---------- Records for the exercise ----------
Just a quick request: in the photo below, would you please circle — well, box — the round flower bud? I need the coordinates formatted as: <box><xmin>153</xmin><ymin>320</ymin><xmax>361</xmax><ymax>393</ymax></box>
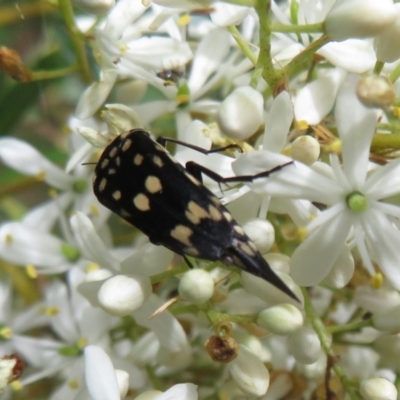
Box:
<box><xmin>115</xmin><ymin>369</ymin><xmax>129</xmax><ymax>399</ymax></box>
<box><xmin>324</xmin><ymin>0</ymin><xmax>397</xmax><ymax>41</ymax></box>
<box><xmin>356</xmin><ymin>76</ymin><xmax>396</xmax><ymax>109</ymax></box>
<box><xmin>360</xmin><ymin>378</ymin><xmax>397</xmax><ymax>400</ymax></box>
<box><xmin>242</xmin><ymin>219</ymin><xmax>275</xmax><ymax>255</ymax></box>
<box><xmin>374</xmin><ymin>4</ymin><xmax>400</xmax><ymax>63</ymax></box>
<box><xmin>257</xmin><ymin>304</ymin><xmax>304</xmax><ymax>335</ymax></box>
<box><xmin>291</xmin><ymin>136</ymin><xmax>320</xmax><ymax>165</ymax></box>
<box><xmin>134</xmin><ymin>390</ymin><xmax>163</xmax><ymax>400</ymax></box>
<box><xmin>264</xmin><ymin>253</ymin><xmax>291</xmax><ymax>274</ymax></box>
<box><xmin>98</xmin><ymin>275</ymin><xmax>152</xmax><ymax>316</ymax></box>
<box><xmin>178</xmin><ymin>269</ymin><xmax>214</xmax><ymax>304</ymax></box>
<box><xmin>72</xmin><ymin>0</ymin><xmax>115</xmax><ymax>14</ymax></box>
<box><xmin>228</xmin><ymin>344</ymin><xmax>269</xmax><ymax>396</ymax></box>
<box><xmin>288</xmin><ymin>326</ymin><xmax>322</xmax><ymax>365</ymax></box>
<box><xmin>218</xmin><ymin>86</ymin><xmax>263</xmax><ymax>140</ymax></box>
----------
What to produce — Print every line above exactly as given, but not the pictures.

Answer for the task —
Just a quick request: in the photo below, would you please circle — well, box — the round flower bud? I need the coordinates formatted as: <box><xmin>153</xmin><ymin>320</ymin><xmax>361</xmax><ymax>393</ymax></box>
Box:
<box><xmin>115</xmin><ymin>369</ymin><xmax>129</xmax><ymax>399</ymax></box>
<box><xmin>324</xmin><ymin>0</ymin><xmax>397</xmax><ymax>41</ymax></box>
<box><xmin>356</xmin><ymin>76</ymin><xmax>396</xmax><ymax>109</ymax></box>
<box><xmin>360</xmin><ymin>378</ymin><xmax>397</xmax><ymax>400</ymax></box>
<box><xmin>242</xmin><ymin>219</ymin><xmax>275</xmax><ymax>255</ymax></box>
<box><xmin>374</xmin><ymin>4</ymin><xmax>400</xmax><ymax>63</ymax></box>
<box><xmin>257</xmin><ymin>304</ymin><xmax>304</xmax><ymax>335</ymax></box>
<box><xmin>291</xmin><ymin>136</ymin><xmax>320</xmax><ymax>165</ymax></box>
<box><xmin>134</xmin><ymin>390</ymin><xmax>163</xmax><ymax>400</ymax></box>
<box><xmin>264</xmin><ymin>253</ymin><xmax>291</xmax><ymax>274</ymax></box>
<box><xmin>98</xmin><ymin>275</ymin><xmax>152</xmax><ymax>316</ymax></box>
<box><xmin>178</xmin><ymin>269</ymin><xmax>214</xmax><ymax>304</ymax></box>
<box><xmin>72</xmin><ymin>0</ymin><xmax>115</xmax><ymax>14</ymax></box>
<box><xmin>228</xmin><ymin>344</ymin><xmax>269</xmax><ymax>396</ymax></box>
<box><xmin>288</xmin><ymin>326</ymin><xmax>322</xmax><ymax>365</ymax></box>
<box><xmin>218</xmin><ymin>86</ymin><xmax>263</xmax><ymax>140</ymax></box>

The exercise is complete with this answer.